Data listing:
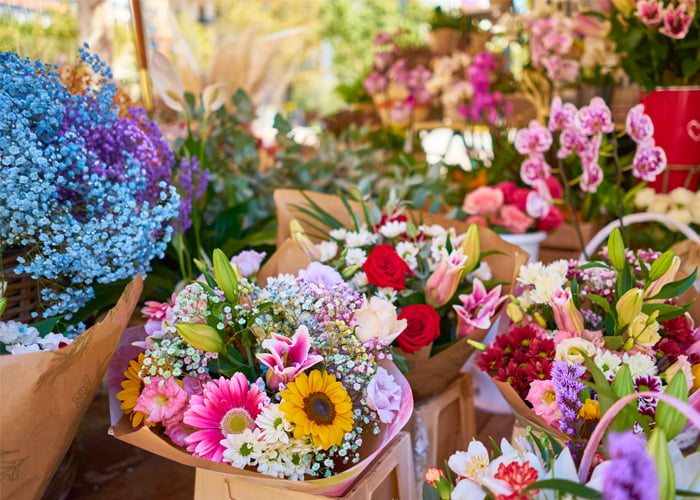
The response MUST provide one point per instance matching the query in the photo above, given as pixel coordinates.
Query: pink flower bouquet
(273, 381)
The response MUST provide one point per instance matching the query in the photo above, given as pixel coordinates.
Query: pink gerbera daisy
(227, 406)
(162, 399)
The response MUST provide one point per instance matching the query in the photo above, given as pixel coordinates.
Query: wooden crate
(390, 476)
(442, 425)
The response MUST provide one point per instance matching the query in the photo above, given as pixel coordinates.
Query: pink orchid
(639, 125)
(650, 12)
(676, 22)
(648, 162)
(288, 357)
(596, 117)
(478, 308)
(534, 168)
(562, 115)
(536, 138)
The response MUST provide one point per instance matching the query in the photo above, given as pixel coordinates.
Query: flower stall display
(621, 322)
(656, 40)
(446, 279)
(277, 380)
(465, 86)
(398, 88)
(88, 201)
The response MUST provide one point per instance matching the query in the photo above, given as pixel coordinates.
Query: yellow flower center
(319, 408)
(236, 421)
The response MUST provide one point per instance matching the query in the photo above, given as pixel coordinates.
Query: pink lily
(566, 316)
(442, 284)
(288, 357)
(478, 308)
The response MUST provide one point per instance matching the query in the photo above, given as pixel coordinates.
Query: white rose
(377, 319)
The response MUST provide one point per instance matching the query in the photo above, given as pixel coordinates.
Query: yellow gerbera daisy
(318, 405)
(131, 390)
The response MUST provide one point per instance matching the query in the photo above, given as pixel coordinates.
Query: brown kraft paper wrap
(45, 396)
(148, 440)
(427, 375)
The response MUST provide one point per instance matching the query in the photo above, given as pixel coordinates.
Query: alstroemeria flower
(478, 308)
(288, 357)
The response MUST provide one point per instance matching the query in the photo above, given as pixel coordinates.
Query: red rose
(385, 268)
(552, 220)
(423, 327)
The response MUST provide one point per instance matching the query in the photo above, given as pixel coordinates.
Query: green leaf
(564, 486)
(676, 288)
(668, 418)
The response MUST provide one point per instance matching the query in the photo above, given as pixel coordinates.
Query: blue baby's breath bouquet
(87, 190)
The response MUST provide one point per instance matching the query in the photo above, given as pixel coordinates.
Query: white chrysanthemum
(355, 257)
(530, 272)
(338, 234)
(328, 250)
(359, 280)
(387, 293)
(640, 364)
(274, 428)
(432, 231)
(51, 341)
(393, 229)
(608, 362)
(21, 348)
(14, 332)
(243, 448)
(483, 272)
(408, 252)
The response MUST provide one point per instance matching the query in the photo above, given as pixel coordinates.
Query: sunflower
(131, 390)
(318, 405)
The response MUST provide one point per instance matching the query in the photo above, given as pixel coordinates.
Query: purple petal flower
(321, 275)
(638, 124)
(536, 138)
(478, 308)
(596, 117)
(632, 473)
(562, 115)
(248, 262)
(288, 357)
(384, 395)
(534, 168)
(649, 161)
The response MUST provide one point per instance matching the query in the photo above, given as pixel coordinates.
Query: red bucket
(675, 112)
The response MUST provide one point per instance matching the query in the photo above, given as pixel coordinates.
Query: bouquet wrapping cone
(428, 375)
(45, 395)
(145, 438)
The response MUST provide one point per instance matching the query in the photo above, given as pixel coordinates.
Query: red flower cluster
(518, 357)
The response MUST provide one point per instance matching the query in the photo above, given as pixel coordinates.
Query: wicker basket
(22, 295)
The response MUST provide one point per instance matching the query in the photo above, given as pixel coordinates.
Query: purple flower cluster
(631, 472)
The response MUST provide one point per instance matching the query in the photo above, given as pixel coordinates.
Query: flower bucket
(675, 112)
(530, 242)
(46, 394)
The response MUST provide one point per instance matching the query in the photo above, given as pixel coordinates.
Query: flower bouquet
(272, 382)
(621, 323)
(446, 285)
(87, 203)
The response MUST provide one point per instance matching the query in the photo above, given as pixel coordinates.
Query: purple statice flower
(639, 125)
(248, 262)
(568, 387)
(631, 472)
(648, 162)
(384, 395)
(596, 117)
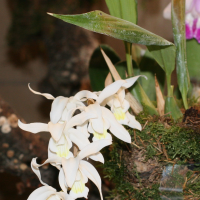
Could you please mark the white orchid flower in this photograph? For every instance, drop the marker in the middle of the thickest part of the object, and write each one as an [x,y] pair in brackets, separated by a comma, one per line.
[77,171]
[100,120]
[61,142]
[114,96]
[62,105]
[48,193]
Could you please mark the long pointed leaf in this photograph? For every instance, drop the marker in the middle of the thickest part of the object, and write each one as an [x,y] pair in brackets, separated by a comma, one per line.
[100,22]
[178,21]
[123,9]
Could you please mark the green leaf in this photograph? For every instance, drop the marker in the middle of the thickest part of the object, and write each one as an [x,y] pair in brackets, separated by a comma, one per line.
[100,22]
[138,92]
[126,10]
[172,108]
[98,69]
[178,21]
[193,58]
[165,57]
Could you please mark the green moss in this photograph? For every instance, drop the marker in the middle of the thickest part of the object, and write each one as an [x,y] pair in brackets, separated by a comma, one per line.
[182,146]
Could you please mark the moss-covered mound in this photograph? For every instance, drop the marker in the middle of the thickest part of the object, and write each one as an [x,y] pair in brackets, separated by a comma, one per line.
[162,162]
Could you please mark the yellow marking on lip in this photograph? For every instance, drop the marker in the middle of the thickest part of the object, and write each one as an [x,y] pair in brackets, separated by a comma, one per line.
[62,150]
[101,135]
[78,187]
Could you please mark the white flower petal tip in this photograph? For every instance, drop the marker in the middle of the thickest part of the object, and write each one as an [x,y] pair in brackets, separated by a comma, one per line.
[48,193]
[79,191]
[33,127]
[48,96]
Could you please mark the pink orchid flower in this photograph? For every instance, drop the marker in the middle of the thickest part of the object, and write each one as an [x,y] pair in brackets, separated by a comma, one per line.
[192,18]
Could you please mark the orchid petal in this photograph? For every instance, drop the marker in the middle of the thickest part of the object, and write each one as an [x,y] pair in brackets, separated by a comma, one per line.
[78,138]
[61,179]
[93,148]
[108,137]
[52,145]
[189,4]
[125,105]
[197,6]
[79,195]
[56,159]
[42,193]
[56,130]
[79,120]
[108,80]
[97,157]
[97,124]
[133,123]
[116,103]
[69,142]
[92,174]
[85,93]
[167,12]
[70,167]
[121,95]
[110,90]
[33,127]
[48,96]
[115,127]
[57,108]
[35,168]
[64,196]
[130,81]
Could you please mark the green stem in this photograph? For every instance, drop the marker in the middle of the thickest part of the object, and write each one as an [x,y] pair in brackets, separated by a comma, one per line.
[185,101]
[128,47]
[169,91]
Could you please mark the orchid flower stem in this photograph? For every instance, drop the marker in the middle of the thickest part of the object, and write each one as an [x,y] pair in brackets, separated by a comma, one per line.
[169,90]
[128,47]
[185,101]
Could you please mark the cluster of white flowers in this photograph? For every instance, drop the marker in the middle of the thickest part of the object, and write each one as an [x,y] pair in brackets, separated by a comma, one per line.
[70,130]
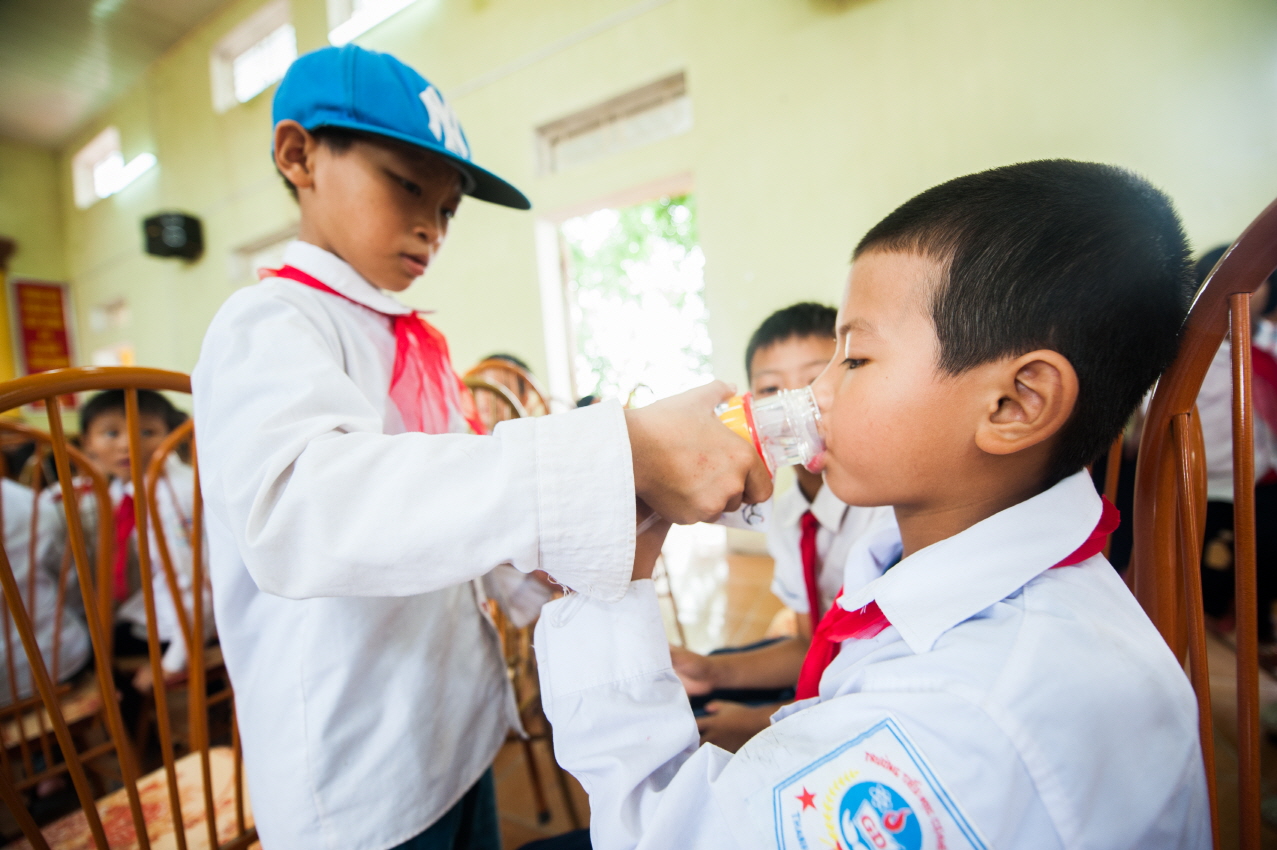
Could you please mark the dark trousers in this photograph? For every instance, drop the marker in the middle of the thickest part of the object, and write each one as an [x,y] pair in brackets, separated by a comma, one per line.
[1217,558]
[575,840]
[470,825]
[748,697]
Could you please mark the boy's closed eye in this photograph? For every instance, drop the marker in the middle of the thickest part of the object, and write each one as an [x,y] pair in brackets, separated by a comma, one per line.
[411,188]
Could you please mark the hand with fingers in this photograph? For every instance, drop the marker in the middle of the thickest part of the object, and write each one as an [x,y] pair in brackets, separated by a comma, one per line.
[695,670]
[731,724]
[688,466]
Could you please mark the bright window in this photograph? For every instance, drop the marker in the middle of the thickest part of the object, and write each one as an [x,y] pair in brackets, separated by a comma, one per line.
[100,171]
[253,56]
[635,301]
[349,19]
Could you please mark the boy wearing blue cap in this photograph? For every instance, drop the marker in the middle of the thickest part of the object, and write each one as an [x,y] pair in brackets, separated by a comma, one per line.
[350,511]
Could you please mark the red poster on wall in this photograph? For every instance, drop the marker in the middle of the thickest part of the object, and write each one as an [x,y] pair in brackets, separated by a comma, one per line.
[41,319]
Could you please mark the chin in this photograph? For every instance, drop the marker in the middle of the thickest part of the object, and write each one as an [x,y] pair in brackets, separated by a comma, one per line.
[852,489]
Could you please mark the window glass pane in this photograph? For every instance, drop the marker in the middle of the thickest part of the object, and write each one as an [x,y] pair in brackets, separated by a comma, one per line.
[264,63]
[636,300]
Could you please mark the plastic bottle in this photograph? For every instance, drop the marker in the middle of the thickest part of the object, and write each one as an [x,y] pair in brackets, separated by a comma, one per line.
[782,426]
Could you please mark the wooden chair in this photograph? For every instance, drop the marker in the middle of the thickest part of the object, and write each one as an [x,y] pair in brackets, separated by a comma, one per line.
[194,802]
[1170,504]
[525,396]
[26,726]
[160,486]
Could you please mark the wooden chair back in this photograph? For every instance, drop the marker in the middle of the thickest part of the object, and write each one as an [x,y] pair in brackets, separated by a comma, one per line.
[194,802]
[1170,504]
[26,728]
[525,396]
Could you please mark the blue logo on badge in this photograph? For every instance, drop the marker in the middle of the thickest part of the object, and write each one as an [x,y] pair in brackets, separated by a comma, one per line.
[875,817]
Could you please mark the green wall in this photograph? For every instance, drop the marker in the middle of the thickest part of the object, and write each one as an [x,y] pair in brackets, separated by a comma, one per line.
[31,215]
[812,119]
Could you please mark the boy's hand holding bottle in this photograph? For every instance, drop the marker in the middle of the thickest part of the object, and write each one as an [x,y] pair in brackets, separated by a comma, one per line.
[687,466]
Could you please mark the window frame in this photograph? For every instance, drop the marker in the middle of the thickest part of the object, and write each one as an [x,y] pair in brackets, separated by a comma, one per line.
[243,37]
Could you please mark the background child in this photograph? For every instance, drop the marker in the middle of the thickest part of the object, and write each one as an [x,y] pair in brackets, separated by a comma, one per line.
[349,511]
[105,439]
[810,531]
[42,604]
[997,685]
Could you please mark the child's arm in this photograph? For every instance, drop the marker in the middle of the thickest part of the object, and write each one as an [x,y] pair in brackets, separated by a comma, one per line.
[775,665]
[623,728]
[322,503]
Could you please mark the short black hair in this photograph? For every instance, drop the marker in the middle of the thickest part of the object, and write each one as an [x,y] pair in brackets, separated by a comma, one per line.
[803,319]
[335,138]
[150,403]
[1086,259]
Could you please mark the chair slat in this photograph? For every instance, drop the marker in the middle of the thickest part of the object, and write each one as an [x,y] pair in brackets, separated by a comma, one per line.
[1244,571]
[97,629]
[132,417]
[1190,568]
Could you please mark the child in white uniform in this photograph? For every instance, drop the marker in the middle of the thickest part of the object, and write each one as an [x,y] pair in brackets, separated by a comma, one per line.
[810,531]
[349,509]
[997,685]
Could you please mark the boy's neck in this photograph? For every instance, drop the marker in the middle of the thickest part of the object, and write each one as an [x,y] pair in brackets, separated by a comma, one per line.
[808,483]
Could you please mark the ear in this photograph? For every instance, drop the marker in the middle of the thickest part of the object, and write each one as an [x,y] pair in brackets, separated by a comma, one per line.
[1036,396]
[294,153]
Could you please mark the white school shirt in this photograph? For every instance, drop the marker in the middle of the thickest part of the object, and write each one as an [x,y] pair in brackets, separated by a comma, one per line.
[74,647]
[839,527]
[369,689]
[1008,705]
[1215,411]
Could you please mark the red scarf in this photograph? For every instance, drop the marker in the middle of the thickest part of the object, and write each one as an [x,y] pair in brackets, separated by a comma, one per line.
[840,624]
[1263,366]
[424,387]
[125,521]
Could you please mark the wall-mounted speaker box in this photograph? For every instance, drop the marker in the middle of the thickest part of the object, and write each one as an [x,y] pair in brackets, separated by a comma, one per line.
[174,235]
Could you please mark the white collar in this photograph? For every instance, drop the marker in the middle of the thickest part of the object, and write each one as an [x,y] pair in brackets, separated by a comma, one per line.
[950,581]
[332,271]
[828,508]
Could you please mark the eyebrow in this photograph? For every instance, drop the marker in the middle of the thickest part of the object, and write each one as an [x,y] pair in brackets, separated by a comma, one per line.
[856,324]
[810,363]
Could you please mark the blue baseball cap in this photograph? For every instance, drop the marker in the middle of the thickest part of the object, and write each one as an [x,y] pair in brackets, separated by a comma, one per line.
[362,89]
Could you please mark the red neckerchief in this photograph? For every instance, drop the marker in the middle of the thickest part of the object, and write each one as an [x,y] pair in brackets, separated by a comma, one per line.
[423,383]
[867,622]
[125,521]
[810,526]
[1264,370]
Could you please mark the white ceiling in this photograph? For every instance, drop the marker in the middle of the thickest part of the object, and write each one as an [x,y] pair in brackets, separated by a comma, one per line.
[61,61]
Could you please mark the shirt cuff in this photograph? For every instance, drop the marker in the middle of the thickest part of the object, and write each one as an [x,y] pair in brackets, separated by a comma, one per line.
[586,499]
[584,643]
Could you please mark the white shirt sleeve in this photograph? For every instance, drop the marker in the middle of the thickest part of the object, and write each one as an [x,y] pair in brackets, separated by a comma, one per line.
[623,726]
[322,503]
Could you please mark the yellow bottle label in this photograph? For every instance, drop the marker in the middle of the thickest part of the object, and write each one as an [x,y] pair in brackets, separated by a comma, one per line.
[736,419]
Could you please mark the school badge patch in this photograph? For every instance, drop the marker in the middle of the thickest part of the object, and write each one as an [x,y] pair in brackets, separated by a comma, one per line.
[872,793]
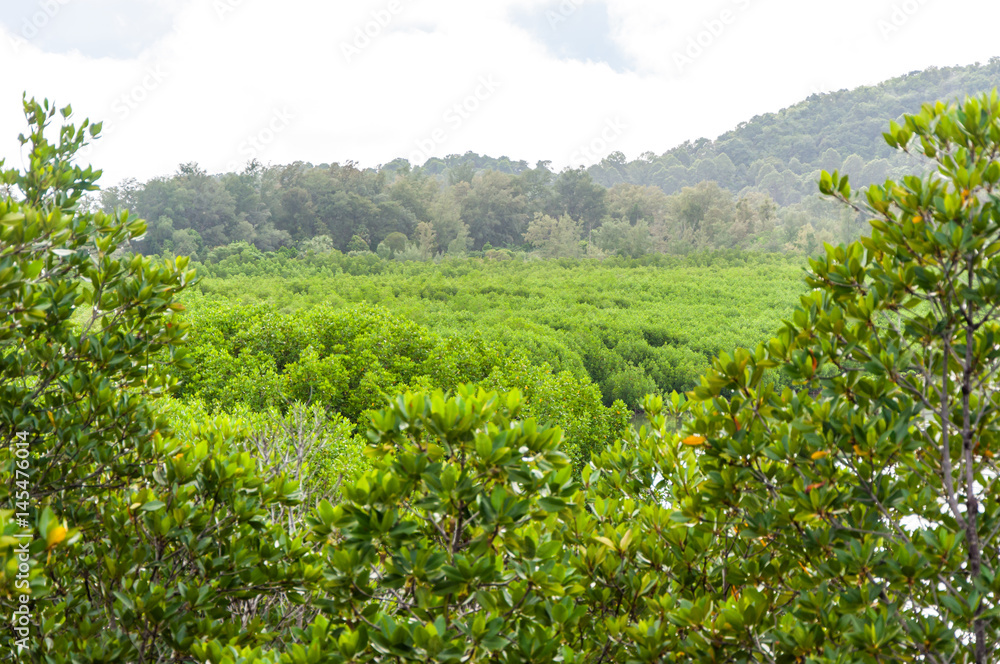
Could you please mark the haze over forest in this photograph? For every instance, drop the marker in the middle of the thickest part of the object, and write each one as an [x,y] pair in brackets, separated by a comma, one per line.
[751,188]
[734,401]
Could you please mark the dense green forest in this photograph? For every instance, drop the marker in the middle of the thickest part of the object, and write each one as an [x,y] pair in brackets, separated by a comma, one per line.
[631,326]
[327,415]
[752,188]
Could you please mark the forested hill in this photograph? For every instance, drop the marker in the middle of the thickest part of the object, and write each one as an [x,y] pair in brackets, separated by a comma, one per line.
[753,188]
[781,153]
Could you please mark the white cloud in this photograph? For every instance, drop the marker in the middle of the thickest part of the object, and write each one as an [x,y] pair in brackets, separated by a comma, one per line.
[220,80]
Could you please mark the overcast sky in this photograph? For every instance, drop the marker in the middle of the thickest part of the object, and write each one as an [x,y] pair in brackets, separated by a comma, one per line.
[222,81]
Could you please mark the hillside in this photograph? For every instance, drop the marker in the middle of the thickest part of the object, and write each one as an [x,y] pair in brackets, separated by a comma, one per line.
[781,153]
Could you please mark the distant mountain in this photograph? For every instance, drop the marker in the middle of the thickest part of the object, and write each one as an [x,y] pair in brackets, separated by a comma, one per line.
[780,153]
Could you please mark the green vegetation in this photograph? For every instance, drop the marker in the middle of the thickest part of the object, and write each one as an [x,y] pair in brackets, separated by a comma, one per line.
[629,326]
[753,188]
[827,497]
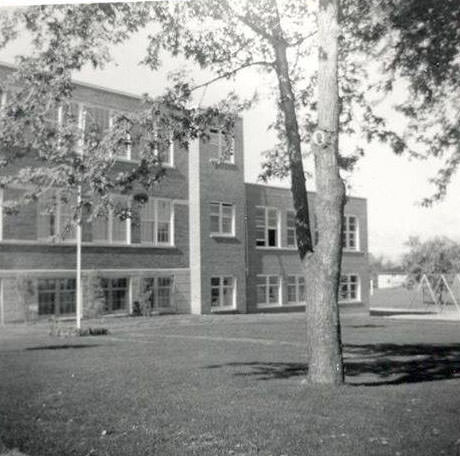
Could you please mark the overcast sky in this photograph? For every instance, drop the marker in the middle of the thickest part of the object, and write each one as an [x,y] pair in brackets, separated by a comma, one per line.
[392,185]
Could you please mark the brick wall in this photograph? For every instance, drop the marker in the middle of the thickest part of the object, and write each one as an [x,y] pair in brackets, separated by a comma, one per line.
[284,261]
[222,182]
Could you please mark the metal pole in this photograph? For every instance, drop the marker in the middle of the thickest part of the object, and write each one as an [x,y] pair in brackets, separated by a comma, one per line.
[2,308]
[78,281]
[81,126]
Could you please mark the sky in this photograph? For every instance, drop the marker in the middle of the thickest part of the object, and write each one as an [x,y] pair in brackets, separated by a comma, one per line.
[392,185]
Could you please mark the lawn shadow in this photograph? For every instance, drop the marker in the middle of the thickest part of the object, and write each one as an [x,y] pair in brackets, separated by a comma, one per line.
[61,347]
[369,365]
[395,364]
[265,371]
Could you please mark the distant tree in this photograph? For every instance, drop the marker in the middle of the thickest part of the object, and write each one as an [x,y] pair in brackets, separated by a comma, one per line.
[379,263]
[438,255]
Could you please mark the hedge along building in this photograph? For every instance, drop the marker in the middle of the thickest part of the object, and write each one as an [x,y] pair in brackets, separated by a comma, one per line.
[204,242]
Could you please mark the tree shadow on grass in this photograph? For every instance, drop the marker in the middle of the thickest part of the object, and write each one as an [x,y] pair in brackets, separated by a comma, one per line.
[370,365]
[394,364]
[61,347]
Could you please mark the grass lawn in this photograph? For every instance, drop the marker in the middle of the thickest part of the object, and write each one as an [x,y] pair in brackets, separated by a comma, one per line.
[229,385]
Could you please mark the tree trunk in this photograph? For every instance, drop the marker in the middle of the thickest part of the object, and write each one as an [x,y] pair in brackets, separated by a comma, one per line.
[298,182]
[322,269]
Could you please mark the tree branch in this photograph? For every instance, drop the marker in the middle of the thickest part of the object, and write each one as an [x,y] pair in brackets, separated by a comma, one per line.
[228,74]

**PROBLEM DETAILS**. Repeat exactly, and only, the lines from the line with "Could you please mark the hedge" through the end of the listing above, both ends included.

**RESPONSE TO THIS TASK**.
Could you please mark the hedge along building in this photograph? For every instance, drop the marker in the middle of the thickest part of the object, and write each one as an [x,y] pair in brackets, separated by a comma, one per line.
[204,242]
Could you please mark the tree shadow on grass in this photograph? For every instance, drop the marker in the middle of the thickest part of the object, and write each one as an [x,y] pair in brackets, separated by a comma, one per line.
[370,365]
[394,364]
[61,347]
Could you please mark the grass lawn in this photograph? For every instance, drop the marker in the middle of the thickest part of the object, and write each one as an [x,y] pair in brackets, separated by a comma, one per line.
[229,385]
Could you please mark the tree trunk in this photograph? For every instance, drop the marker in the middle of the thickest part of the object, and write each one as an [x,y] pair in brackets, separated by a comma, one per line.
[298,182]
[322,269]
Could you please mark the tree branch in this photograph? For every instance, drop the marker in the middle of the thickest part of the object, and write each one as an [x,y] pair in brackets, separated by a comma, one per line.
[228,74]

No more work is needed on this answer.